▶ Task directions: Transcribe the lines of the records starting with the one that has "Look at the photo above. For each instance of the fence" in it and ending with the last, and transcribe nothing else.

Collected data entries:
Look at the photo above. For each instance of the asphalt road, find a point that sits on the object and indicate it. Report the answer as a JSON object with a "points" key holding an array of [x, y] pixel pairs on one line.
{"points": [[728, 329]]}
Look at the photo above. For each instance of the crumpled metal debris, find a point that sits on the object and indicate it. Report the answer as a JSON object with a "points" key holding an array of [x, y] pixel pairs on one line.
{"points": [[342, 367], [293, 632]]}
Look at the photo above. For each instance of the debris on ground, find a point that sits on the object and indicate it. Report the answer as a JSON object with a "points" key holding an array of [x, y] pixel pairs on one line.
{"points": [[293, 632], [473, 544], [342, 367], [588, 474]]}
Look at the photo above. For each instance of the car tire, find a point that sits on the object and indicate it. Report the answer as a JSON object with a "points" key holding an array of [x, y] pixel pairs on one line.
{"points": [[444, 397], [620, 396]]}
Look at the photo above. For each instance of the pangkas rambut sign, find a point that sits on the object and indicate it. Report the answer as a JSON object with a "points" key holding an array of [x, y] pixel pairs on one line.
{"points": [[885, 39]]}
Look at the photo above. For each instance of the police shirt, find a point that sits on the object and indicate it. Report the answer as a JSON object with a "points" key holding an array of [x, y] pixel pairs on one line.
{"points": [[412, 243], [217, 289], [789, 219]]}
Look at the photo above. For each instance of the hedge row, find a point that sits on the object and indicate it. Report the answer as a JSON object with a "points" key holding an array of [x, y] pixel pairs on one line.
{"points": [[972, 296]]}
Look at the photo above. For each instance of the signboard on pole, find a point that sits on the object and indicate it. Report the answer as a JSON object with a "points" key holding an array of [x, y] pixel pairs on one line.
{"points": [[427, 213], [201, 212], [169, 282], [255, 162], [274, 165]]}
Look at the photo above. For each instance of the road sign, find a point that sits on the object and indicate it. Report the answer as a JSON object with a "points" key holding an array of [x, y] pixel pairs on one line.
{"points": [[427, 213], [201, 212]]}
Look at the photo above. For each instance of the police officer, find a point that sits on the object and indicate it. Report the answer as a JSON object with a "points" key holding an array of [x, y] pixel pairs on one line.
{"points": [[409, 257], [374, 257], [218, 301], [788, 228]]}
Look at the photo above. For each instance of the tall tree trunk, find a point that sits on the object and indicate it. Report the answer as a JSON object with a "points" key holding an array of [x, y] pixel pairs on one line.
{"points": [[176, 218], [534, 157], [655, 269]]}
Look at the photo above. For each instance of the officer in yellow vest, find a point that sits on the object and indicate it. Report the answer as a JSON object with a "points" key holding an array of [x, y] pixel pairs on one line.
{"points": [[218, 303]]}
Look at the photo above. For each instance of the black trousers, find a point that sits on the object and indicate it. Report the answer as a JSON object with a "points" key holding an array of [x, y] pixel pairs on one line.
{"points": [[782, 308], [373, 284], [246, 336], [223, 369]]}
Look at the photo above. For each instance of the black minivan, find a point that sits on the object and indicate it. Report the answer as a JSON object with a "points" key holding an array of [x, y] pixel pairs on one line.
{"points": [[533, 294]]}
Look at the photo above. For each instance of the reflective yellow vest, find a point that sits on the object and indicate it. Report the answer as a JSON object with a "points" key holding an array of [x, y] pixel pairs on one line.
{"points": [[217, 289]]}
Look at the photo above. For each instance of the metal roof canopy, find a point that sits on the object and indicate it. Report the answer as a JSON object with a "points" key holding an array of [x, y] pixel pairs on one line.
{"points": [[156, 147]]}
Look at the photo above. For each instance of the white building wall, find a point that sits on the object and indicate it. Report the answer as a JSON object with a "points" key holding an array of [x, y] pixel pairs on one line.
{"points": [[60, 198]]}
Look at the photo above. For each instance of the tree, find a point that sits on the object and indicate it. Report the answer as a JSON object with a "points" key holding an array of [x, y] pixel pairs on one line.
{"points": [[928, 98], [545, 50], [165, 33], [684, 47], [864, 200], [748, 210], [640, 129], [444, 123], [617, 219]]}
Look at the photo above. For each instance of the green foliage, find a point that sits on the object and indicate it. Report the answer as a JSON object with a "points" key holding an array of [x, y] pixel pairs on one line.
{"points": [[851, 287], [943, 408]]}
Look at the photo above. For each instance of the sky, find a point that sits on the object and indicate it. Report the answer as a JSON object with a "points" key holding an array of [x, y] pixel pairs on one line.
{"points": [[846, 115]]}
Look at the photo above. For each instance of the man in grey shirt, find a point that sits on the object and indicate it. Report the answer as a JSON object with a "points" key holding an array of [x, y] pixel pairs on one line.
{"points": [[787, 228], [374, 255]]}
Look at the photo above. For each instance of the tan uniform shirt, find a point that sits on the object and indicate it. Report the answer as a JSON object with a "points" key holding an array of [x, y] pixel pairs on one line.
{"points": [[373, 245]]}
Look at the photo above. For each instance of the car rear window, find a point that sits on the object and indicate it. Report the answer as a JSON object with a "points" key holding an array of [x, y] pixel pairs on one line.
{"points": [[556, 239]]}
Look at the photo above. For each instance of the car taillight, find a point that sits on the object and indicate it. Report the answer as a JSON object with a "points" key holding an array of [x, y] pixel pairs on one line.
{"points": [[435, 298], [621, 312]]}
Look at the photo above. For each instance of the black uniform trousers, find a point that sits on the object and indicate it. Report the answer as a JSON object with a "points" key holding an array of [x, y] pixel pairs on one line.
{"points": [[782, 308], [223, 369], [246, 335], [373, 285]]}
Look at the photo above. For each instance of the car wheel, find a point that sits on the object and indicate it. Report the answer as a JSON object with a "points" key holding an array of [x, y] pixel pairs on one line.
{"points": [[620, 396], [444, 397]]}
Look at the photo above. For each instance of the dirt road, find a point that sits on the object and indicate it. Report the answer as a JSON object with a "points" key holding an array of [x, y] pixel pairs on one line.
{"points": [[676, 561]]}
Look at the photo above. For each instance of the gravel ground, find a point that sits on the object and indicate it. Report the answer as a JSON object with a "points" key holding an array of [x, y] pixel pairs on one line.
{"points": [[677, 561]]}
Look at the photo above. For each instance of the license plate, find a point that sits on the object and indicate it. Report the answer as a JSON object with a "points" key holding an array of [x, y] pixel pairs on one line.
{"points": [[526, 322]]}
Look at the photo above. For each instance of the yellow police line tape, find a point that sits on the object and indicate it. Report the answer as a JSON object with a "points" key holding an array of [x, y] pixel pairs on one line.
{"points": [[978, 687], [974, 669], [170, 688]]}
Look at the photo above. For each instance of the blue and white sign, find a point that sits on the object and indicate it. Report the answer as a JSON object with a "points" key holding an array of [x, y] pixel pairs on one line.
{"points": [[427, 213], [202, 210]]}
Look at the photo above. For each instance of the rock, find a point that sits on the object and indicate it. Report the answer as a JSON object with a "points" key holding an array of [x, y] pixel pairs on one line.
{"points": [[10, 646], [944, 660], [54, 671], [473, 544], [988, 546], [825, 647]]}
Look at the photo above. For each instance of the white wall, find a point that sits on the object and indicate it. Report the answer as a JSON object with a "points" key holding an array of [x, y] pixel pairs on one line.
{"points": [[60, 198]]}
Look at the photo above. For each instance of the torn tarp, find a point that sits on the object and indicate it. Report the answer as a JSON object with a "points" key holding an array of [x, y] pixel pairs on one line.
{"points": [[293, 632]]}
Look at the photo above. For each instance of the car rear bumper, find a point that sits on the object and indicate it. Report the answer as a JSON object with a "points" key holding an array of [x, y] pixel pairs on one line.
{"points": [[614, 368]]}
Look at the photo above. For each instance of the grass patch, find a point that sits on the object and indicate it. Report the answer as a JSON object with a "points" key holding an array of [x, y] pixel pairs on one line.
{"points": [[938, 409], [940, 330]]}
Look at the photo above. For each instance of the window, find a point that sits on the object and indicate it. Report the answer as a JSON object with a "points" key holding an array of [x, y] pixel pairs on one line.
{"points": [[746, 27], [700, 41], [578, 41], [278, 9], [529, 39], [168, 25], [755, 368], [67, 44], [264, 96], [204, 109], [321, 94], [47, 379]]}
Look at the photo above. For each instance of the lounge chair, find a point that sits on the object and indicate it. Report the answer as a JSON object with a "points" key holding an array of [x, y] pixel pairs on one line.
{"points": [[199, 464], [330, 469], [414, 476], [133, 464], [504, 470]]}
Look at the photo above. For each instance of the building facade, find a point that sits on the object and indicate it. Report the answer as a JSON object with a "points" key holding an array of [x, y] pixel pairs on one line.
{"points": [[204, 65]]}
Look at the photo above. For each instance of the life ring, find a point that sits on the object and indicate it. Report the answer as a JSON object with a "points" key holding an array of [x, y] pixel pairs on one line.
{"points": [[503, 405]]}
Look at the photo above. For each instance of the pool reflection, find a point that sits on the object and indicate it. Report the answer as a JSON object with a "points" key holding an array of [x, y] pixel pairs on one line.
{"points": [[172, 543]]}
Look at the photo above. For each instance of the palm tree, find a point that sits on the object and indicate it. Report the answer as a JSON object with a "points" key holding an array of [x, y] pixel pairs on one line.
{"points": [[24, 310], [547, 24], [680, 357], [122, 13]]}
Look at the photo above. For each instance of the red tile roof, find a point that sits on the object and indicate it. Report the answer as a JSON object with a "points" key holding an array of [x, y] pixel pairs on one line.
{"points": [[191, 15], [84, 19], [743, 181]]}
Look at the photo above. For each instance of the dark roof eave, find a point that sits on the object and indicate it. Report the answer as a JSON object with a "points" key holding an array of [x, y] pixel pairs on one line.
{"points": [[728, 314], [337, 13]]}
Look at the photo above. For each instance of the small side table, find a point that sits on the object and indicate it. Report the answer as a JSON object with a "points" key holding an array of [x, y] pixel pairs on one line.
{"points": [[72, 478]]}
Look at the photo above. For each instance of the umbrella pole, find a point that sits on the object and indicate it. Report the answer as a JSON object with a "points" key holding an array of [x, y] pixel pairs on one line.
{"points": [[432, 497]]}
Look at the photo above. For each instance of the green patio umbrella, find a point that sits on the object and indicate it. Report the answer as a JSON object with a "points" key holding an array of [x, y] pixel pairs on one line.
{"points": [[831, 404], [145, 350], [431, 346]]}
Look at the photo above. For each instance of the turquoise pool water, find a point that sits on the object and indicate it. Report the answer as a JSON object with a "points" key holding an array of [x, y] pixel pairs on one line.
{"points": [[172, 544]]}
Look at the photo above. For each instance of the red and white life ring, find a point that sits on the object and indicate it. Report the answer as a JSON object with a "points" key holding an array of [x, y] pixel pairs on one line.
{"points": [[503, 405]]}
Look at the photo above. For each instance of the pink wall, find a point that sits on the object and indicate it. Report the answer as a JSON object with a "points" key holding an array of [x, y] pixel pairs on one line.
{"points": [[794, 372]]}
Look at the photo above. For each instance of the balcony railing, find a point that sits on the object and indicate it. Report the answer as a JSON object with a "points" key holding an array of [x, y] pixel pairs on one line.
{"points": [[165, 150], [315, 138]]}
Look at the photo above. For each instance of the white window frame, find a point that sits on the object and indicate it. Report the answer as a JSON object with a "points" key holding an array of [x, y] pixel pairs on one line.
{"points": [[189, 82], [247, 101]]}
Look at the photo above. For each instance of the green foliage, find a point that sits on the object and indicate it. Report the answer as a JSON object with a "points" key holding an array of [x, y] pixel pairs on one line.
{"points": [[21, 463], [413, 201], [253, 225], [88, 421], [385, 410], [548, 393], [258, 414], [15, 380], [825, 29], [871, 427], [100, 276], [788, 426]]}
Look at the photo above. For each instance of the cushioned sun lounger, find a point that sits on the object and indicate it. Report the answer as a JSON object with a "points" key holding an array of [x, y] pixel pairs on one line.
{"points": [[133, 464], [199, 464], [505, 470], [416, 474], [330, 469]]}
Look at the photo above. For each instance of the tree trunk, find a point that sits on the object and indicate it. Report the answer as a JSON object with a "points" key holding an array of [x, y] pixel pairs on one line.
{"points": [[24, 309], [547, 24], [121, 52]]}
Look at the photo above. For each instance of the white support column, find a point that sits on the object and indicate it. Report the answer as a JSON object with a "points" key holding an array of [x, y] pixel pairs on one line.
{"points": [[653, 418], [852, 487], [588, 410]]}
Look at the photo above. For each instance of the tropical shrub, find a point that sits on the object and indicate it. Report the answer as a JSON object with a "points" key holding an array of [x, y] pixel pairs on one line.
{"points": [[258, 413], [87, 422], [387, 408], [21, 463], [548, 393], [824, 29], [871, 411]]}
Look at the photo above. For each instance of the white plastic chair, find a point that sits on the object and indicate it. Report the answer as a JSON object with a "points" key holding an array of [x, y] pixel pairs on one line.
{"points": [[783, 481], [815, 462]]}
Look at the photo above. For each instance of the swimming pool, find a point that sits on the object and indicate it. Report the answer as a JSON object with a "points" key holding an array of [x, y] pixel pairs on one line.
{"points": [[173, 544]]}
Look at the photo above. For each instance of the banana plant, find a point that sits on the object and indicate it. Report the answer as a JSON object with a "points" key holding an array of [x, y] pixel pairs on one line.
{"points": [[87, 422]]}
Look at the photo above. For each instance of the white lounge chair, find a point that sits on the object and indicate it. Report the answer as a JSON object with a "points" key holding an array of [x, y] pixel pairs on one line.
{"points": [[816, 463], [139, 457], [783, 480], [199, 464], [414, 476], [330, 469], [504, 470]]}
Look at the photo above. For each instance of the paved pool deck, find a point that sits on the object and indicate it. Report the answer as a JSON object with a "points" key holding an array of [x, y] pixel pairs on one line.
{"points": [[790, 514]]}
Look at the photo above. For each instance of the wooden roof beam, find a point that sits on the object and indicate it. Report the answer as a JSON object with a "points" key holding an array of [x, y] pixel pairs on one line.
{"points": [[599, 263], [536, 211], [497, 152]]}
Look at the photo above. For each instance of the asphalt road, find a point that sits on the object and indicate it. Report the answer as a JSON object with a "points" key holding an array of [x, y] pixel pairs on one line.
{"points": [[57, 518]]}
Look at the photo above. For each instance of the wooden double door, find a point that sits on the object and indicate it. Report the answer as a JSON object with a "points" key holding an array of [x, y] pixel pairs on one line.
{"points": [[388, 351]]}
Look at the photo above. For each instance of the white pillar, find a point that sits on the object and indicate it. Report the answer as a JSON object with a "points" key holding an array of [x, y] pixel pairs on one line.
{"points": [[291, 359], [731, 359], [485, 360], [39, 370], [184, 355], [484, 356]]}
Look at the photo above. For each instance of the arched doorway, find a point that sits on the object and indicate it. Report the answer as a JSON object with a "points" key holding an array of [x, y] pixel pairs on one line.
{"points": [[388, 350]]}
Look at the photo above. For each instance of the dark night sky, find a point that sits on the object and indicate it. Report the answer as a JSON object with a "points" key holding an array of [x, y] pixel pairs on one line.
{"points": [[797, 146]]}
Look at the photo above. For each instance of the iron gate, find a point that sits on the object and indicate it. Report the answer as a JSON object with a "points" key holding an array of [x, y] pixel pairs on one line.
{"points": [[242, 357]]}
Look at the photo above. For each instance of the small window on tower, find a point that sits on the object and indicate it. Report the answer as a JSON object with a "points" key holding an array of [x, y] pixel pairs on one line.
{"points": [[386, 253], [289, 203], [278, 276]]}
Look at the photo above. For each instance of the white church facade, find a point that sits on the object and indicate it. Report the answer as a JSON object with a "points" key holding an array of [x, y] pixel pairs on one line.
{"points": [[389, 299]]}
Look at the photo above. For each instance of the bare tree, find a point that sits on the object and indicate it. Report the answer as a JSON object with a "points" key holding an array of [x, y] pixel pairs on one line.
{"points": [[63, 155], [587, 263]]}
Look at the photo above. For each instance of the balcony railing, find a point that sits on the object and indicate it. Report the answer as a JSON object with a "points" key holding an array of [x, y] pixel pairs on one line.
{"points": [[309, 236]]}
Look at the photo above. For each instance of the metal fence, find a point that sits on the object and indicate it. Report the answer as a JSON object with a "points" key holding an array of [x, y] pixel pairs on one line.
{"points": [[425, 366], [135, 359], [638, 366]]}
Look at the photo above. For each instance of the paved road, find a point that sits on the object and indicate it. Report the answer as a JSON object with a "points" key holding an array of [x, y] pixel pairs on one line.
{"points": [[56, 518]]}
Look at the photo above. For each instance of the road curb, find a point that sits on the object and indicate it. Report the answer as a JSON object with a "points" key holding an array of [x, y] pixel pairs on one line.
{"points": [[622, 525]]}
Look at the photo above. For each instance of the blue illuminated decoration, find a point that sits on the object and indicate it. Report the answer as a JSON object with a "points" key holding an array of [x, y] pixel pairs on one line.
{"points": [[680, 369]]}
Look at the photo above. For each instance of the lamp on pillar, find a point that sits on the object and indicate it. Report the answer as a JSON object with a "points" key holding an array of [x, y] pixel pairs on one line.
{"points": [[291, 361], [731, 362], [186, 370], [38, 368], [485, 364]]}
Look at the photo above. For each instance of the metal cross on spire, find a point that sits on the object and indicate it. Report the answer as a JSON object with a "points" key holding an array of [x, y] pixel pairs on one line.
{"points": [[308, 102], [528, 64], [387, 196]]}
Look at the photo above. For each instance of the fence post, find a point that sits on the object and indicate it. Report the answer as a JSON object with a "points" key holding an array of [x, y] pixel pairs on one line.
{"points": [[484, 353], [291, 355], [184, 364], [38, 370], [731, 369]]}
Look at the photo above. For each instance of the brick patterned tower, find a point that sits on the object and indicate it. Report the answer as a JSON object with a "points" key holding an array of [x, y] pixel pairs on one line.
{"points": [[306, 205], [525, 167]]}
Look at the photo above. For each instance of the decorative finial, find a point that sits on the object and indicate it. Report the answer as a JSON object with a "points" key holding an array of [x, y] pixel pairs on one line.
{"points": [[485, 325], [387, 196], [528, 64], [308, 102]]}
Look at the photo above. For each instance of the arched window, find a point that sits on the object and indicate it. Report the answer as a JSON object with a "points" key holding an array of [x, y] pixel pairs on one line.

▶ Exercise response:
Look at the photo above. For each instance of the fence post, find a point that sits on the object and indicate it. Report the answer as a JSON object with a "points" key holding an array of [x, y] pixel pairs on one line.
{"points": [[484, 353], [291, 355], [184, 364], [38, 370], [731, 369]]}
Look at the photo above. For each instance of the brick patterned tower, find a point that sits on the object and indicate it. Report the answer as a JSON object with a "points" key holding an array of [x, y] pixel pairs on one line.
{"points": [[306, 205], [525, 167]]}
Look at the photo above. For each instance of the decorative finial, find a point that sits on the object and indicate it. Report the answer as a JSON object with a "points" key holding an array of [x, y] pixel pairs on one line.
{"points": [[485, 325], [387, 196], [528, 64], [308, 102]]}
Look at the photo above. For each instance of the arched window, find a point that sits on the object and indicate it. Report the answer as a JSON object with a "points" key holding an array of [x, y] pixel pairs on one line.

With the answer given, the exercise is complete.